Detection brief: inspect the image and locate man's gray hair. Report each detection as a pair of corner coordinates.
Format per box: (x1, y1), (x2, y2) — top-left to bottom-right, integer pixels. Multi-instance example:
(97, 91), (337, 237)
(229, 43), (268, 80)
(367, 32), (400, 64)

· · · · · · ·

All of the material must be reproduced exactly.

Detection brief: inspect the image and locate man's gray hair. Report each detection as a pair of corner coordinates.
Format per box: (x1, y1), (x2, y2) — top-left to bottom-right, integer pixels. Multi-instance example:
(97, 91), (337, 237)
(229, 43), (268, 80)
(367, 32), (400, 64)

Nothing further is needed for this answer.